• [Work to complete] Please copy out all the records below line by line, including the lines that name what to mark, and shift each answer point by adding -128 to both of its coordinates. Leave the pictures out.

──────────

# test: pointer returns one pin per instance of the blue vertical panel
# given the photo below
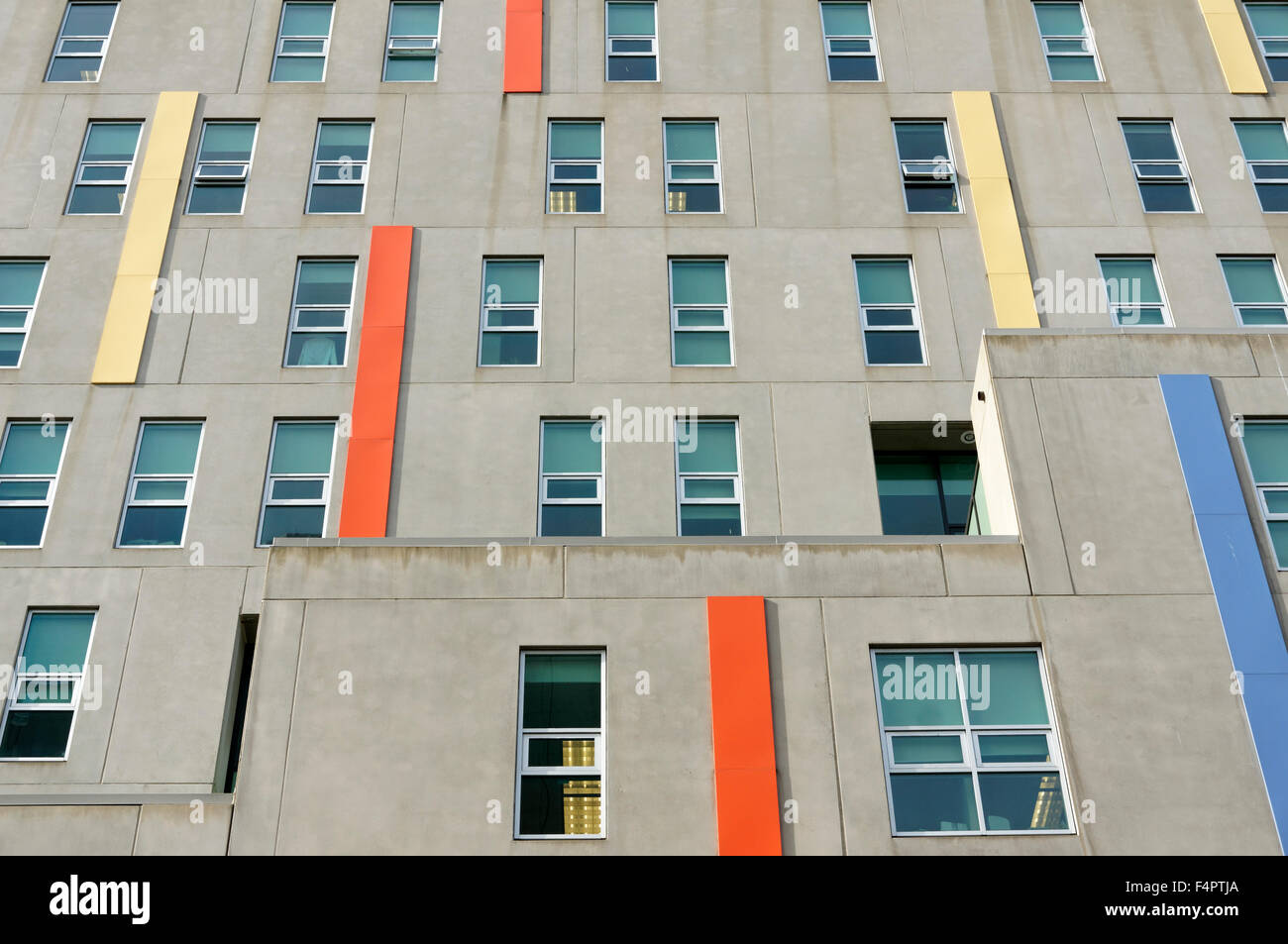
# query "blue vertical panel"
(1237, 576)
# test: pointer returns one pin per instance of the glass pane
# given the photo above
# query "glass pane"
(561, 690)
(1004, 687)
(707, 447)
(917, 689)
(303, 449)
(29, 451)
(1022, 801)
(932, 802)
(570, 447)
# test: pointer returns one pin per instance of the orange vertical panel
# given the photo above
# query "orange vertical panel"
(369, 469)
(523, 46)
(742, 725)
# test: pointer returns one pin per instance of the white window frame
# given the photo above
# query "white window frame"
(1279, 277)
(29, 309)
(270, 479)
(281, 40)
(600, 478)
(597, 734)
(136, 478)
(872, 42)
(63, 38)
(903, 329)
(48, 501)
(725, 327)
(681, 478)
(670, 165)
(21, 678)
(969, 733)
(1089, 38)
(655, 50)
(1158, 281)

──────────

• [Full solution]
# test: pointer returns one pin per instance of the blue vertical panel
# given the photo below
# query "blue vertical panel"
(1109, 448)
# test: pointer returns one pin per instance of the glass pane
# given the photo above
# query "glass pane"
(433, 562)
(876, 559)
(579, 319)
(789, 561)
(175, 321)
(-99, 323)
(894, 673)
(804, 674)
(442, 319)
# test: pointer returns one pin per instance of the orange vertical panel
# given the photo above
# query "orange vertical panel"
(241, 341)
(395, -82)
(614, 597)
# test: pointer returns one pin per instance of the white window frame
# given the photo above
# query "white window frame"
(1151, 149)
(-99, 181)
(142, 351)
(153, -88)
(472, 350)
(469, 606)
(8, 350)
(744, -86)
(-65, -90)
(775, 201)
(-80, 373)
(597, 199)
(553, 350)
(542, 37)
(-107, 550)
(841, 605)
(961, -90)
(527, -78)
(1030, 153)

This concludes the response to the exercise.